[Task input]
==================================================
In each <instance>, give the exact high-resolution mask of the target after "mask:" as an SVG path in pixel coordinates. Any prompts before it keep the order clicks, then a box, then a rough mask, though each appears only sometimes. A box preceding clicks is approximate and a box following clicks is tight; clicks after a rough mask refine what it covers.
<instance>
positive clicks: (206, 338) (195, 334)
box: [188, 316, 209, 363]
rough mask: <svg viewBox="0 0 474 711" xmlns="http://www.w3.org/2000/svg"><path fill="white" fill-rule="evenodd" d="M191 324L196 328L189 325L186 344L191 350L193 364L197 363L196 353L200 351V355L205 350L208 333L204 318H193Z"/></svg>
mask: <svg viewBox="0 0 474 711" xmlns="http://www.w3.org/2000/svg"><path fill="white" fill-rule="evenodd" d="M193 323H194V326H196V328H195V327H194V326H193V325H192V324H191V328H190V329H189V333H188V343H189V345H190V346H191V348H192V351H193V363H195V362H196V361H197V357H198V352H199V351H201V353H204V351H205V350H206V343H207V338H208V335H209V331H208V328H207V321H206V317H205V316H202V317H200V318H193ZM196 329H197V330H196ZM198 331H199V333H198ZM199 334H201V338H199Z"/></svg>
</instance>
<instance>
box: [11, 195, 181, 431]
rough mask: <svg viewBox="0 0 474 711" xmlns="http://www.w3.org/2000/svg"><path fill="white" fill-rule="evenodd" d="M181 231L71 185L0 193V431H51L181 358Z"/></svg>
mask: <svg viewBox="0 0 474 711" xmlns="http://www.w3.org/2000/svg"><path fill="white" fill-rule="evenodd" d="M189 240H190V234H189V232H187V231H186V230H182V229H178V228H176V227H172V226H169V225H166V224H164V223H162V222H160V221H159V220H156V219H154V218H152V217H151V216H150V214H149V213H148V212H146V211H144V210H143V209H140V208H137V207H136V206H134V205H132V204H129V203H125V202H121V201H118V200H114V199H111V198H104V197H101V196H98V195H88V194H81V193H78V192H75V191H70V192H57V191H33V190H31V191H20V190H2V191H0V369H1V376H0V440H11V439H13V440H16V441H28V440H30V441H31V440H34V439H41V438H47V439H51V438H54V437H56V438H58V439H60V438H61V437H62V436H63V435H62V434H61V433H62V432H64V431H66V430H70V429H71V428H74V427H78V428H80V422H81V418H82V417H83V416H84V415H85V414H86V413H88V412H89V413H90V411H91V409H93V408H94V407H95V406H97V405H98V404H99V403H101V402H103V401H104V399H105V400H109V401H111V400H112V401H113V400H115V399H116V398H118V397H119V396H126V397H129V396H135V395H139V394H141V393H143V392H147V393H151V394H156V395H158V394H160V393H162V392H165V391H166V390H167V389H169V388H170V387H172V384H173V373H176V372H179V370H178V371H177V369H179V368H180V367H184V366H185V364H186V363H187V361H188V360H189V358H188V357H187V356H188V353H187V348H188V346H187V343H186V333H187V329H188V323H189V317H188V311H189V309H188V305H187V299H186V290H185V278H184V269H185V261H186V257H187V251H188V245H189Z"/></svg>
==================================================
Please set down each line of the records exactly as given.

[Response box]
In each <instance>, give the exact high-resolution mask of the target after "mask:" as an SVG path in pixel coordinates. Any prompts before it keep the order clicks, then a box, then a rough mask, though each appears only sometimes. A box preceding clicks is approximate and a box following clicks is tight; clicks after a rough mask refine what it covers.
<instance>
positive clicks: (206, 338) (195, 334)
box: [188, 316, 209, 363]
rough mask: <svg viewBox="0 0 474 711" xmlns="http://www.w3.org/2000/svg"><path fill="white" fill-rule="evenodd" d="M191 324L196 328L189 325L186 344L191 350L193 364L197 363L196 353L200 351V355L205 350L208 333L204 318H193Z"/></svg>
mask: <svg viewBox="0 0 474 711" xmlns="http://www.w3.org/2000/svg"><path fill="white" fill-rule="evenodd" d="M193 323H194V326H196V328H195V327H194V326H193V325H192V324H191V328H190V329H189V333H188V343H189V345H190V346H191V348H192V351H193V363H195V362H196V361H197V357H198V352H199V351H201V353H204V351H205V350H206V343H207V338H208V335H209V331H208V328H207V321H206V317H205V316H202V317H200V318H193ZM196 329H197V330H196ZM198 331H199V333H198ZM199 334H201V338H199Z"/></svg>
</instance>
<instance>
box: [11, 195, 181, 431]
rough mask: <svg viewBox="0 0 474 711" xmlns="http://www.w3.org/2000/svg"><path fill="white" fill-rule="evenodd" d="M181 231L71 185L0 193V431H51L181 358Z"/></svg>
mask: <svg viewBox="0 0 474 711" xmlns="http://www.w3.org/2000/svg"><path fill="white" fill-rule="evenodd" d="M189 240H190V234H189V232H187V231H186V230H182V229H178V228H176V227H172V226H169V225H166V224H164V223H162V222H160V221H159V220H156V219H154V218H152V217H151V216H150V214H149V213H148V212H146V211H144V210H143V209H140V208H137V207H136V206H134V205H132V204H129V203H125V202H121V201H118V200H114V199H111V198H104V197H101V196H98V195H88V194H81V193H78V192H75V191H70V192H57V191H33V190H31V191H20V190H2V191H0V369H1V376H0V440H11V439H13V440H16V441H28V440H30V441H31V440H34V439H41V438H47V439H51V438H54V437H56V438H58V439H60V438H61V437H62V436H63V435H62V434H61V433H62V432H64V431H66V430H70V429H71V428H74V427H78V428H80V422H81V418H82V417H83V416H84V415H85V414H86V413H88V412H89V413H90V411H91V409H93V408H94V407H95V406H97V405H98V404H99V403H101V402H103V401H104V399H105V400H109V401H111V400H112V401H113V400H115V399H116V398H118V397H119V396H126V397H129V396H135V395H139V394H141V393H143V392H147V393H151V394H156V395H158V394H160V393H162V392H165V391H166V390H167V389H169V388H170V387H172V384H173V373H176V372H179V370H178V371H177V369H179V368H180V367H184V366H185V364H186V363H187V361H188V360H189V358H188V357H187V356H188V353H187V348H188V346H187V343H186V333H187V329H188V323H189V317H188V311H189V309H188V305H187V299H186V290H185V278H184V269H185V261H186V257H187V251H188V245H189Z"/></svg>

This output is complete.